Selected extract:
--- START ---
When to start rugging your horse to slow the growth of the Winter Coat?
We get asked this question often. You will be surprised how early in the season you need to start.
Some owners and handlers may want their horses to maintain relatively short coats, particularly if their horses are show horses. In that case, timing when to start using rugs on your horse is essential, since rugging does indeed influence the growth of a horse's fur during the winter.
Rugging can also be a good choice economically, since horses will eat more to get the energy that they need to maintain a healthy body temperature during the winter. Owners and handlers can help their horses maintain a balanced diet and save money by keeping their horse under rugs..
Essentially, rugging keeps horses' coats shorter because of some of the particulars of horse biology and the way they react to external lighting conditions. When it starts getting darker earlier during the winter months, horses start growing out their fur coats, which is a biological tendency that is possible for owners and handlers to influence on a relatively simply technical level. Some horse owners and handlers keep their horses under lights in their stables, for a few extra hours in the evenings. This can reduce the internal growth mechanisms from triggering as the longer hours of light counter acts the days as the daylight hours get shorter.
Dont leave rugging your horse until its to late!
Early February is a good month to begin rugging your horse. For anyone who is trying to keep his or her horse's coat short for whatever reason. A lot of us will use the Australia Day long weekend as a trigger to start the evening rugging routine. Its usually around this time you will see your horse starting to shed there old coat, as a new winter coat starts to grow in.
For further guidance the following link to 'Horse Rugs & How Many?' may assist.
--- END ---
Dataset entries:
--- START ---
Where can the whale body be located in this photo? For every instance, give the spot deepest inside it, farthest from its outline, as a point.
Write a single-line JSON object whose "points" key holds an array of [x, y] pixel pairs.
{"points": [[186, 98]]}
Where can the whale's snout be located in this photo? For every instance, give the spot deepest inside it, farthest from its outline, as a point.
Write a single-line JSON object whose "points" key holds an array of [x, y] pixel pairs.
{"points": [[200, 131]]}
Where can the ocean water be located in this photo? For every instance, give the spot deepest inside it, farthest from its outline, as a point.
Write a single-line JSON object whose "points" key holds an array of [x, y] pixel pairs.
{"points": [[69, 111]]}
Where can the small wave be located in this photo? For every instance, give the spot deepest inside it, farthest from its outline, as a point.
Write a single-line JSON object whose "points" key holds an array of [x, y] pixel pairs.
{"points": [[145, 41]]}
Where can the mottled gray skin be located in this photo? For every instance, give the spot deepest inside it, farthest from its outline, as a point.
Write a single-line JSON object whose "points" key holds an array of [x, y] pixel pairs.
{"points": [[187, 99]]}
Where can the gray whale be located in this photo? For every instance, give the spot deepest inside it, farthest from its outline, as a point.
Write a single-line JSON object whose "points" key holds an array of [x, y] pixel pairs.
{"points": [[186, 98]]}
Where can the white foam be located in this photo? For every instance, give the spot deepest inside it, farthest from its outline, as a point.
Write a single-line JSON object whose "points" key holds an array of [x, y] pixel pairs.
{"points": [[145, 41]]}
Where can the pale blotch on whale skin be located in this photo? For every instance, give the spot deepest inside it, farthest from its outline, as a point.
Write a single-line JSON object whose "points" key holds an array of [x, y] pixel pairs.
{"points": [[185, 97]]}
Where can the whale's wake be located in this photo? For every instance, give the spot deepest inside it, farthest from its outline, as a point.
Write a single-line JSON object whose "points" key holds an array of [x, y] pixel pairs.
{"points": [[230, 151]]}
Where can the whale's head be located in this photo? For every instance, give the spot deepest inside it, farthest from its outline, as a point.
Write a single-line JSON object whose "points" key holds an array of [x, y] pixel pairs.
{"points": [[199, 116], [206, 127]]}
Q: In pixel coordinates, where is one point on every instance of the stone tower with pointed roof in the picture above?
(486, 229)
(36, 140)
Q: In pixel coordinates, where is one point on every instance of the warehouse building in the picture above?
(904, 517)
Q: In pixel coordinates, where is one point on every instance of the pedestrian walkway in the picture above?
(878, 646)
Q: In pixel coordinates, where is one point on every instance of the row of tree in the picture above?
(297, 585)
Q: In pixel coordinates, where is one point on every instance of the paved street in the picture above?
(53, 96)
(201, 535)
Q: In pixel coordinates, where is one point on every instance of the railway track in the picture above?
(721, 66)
--- END ---
Tasks:
• a. According to the text on rugging horses, what month is a good time to begin rugging a horse to keep its coat short?
• b. Extend the text on rugging horses past its final sentence.
You can ignore the records here.

Task-by-task outputs:
• a. Early February.

• b.
Owners and handlers can start with light rugging and gradually increase the intensity according to outdoor temperatures and how their horses are feeling. Depending on your local climate, the days may be hot, but the nights cooler – hence you should also alternate between using lighter horse rugs (like cotton ripstop or fly mesh) during the day and heavier rugs at night. Of course, there may be some other variations based on the local climates, and on the type of horse in question.
You may be concerned that the rugs are making their horses feel uncomfortable. Indeed, there is always a risk that the horse will feel too warm, or begin to overheat. Fortunately, horses
can communicate how they feel through their behavior and their body language. When horses are getting too hot, they get thirstier and they can often barely sit still.
You can also check for signs of heavy sweating, especially at the horse's ribs and shoulders. Horses will visibly shiver when they're feeling too cold. Cold ears are another dead giveaway for horses being uncomfortably cold in general, as is any sign that the horse is on edge or seeking a source of heat.
Of course, individual horses will vary in their body language and will have their own moods and normal responses. Many of us become more sensitive to our horses' body language as we work with them. As a good general guideline, horses are much less likely to get uncomfortable if you are just using simple light horse rugs, although the horses will usually make it clear if it's still a problem for them.